[Records pointing to named objects]
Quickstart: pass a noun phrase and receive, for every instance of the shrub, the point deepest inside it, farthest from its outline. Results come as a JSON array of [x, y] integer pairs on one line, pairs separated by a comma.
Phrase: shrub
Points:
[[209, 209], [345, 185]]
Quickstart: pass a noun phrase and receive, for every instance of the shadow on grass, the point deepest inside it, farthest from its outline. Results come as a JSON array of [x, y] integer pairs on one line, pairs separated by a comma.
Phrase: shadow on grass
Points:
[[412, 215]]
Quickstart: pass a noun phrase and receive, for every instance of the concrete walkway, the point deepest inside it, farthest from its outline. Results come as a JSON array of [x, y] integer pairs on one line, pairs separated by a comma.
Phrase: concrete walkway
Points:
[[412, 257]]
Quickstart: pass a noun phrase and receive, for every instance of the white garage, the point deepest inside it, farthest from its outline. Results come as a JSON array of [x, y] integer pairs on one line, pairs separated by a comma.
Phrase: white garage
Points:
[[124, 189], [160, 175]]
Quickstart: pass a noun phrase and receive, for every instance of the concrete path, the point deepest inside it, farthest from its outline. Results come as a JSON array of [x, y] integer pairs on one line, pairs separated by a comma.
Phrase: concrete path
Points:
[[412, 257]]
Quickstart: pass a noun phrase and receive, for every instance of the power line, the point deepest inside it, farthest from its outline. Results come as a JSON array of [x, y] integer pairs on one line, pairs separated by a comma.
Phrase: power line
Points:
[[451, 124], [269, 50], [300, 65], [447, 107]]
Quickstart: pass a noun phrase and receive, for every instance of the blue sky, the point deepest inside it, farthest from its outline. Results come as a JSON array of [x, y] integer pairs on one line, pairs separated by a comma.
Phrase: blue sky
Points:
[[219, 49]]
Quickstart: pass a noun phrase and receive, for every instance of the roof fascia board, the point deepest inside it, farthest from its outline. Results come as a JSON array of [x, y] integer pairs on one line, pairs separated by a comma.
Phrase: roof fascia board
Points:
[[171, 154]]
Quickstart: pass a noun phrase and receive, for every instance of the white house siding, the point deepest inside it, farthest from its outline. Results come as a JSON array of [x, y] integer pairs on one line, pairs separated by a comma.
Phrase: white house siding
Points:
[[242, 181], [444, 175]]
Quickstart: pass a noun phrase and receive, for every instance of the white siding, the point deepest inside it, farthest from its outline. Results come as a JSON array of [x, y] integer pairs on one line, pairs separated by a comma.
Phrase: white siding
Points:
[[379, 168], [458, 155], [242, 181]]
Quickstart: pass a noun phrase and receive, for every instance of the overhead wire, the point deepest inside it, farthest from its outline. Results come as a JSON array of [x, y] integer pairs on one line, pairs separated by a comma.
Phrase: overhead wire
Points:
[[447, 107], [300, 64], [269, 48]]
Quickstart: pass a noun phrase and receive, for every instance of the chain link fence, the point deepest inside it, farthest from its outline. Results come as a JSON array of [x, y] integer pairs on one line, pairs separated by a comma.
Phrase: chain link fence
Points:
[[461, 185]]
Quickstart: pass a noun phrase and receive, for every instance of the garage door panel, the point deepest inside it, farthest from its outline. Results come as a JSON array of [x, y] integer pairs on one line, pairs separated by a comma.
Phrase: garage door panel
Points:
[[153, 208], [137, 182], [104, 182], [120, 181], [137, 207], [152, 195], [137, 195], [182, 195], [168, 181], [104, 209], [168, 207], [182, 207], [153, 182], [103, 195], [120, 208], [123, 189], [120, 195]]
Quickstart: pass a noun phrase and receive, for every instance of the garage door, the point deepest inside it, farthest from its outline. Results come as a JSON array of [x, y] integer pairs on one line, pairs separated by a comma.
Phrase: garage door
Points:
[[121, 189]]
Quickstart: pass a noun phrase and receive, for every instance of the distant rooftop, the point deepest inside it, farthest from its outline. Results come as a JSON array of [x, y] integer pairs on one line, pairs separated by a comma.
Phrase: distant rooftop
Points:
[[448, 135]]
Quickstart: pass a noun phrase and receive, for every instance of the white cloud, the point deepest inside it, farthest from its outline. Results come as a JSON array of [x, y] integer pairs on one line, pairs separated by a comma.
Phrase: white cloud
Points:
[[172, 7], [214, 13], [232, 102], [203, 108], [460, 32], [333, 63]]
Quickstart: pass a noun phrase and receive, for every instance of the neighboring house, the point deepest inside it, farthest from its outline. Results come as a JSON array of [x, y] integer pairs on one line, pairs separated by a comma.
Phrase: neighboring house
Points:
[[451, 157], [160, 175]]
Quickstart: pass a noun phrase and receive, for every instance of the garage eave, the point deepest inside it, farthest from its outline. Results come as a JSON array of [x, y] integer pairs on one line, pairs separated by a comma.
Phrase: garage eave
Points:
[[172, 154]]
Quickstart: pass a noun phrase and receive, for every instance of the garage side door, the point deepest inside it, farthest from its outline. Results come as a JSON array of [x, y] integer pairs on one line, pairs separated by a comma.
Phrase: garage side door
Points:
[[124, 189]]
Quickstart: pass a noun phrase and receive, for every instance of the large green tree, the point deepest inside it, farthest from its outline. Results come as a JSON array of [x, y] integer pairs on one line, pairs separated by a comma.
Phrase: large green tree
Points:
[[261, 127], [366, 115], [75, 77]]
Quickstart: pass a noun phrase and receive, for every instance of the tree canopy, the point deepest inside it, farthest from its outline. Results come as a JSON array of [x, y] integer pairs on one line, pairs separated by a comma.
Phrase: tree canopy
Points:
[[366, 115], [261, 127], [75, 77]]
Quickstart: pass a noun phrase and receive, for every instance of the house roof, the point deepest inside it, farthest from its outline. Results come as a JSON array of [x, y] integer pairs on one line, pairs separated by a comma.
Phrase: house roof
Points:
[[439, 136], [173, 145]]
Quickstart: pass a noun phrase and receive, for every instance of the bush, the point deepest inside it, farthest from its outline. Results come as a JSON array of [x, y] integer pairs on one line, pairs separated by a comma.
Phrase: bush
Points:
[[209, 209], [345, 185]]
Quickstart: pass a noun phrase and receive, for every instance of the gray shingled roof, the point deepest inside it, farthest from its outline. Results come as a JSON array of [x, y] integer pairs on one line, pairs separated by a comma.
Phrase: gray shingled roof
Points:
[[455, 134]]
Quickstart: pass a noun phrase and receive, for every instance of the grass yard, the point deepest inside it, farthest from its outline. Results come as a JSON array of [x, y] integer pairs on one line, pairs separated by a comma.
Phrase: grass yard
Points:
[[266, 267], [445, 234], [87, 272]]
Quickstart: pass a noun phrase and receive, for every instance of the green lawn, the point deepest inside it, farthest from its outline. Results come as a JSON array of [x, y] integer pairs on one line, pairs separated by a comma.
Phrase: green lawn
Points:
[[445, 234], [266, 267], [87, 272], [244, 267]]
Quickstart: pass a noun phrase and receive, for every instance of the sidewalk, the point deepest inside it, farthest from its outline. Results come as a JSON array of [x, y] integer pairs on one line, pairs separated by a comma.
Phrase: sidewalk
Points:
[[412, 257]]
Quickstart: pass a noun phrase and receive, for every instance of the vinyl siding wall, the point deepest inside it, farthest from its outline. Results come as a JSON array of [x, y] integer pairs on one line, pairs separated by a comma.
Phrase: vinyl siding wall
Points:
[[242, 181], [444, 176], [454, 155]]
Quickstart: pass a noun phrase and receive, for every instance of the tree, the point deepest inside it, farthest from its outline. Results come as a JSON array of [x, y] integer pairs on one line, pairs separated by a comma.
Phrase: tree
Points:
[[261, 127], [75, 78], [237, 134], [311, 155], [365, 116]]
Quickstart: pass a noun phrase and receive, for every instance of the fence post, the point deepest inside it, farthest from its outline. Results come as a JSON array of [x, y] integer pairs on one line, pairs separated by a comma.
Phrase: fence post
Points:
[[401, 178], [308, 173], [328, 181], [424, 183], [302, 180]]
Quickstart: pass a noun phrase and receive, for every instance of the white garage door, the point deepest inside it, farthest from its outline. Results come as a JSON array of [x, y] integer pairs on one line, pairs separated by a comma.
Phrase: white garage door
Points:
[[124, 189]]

- **TASK INSTRUCTIONS**: Arrange the records from the line with "of the power" up to and including the line with "[[451, 124], [269, 50], [300, 65], [447, 107]]" as a two-column CSV with the columns record_text and points. Use one row per record, and put each value in a single quoted field with its line breaks replaced by spaces.

- **COMPLETE OUTPUT**:
record_text,points
"Quickstart: pass a noun phrase and receive, for every instance of the power line, the point deepest inside it, farthest from its outline. Results come as a JSON array of [x, y] integer pairs on one line, pairs separated by a comma. Phrase: power line Points:","[[451, 124], [269, 50], [300, 65], [447, 107]]"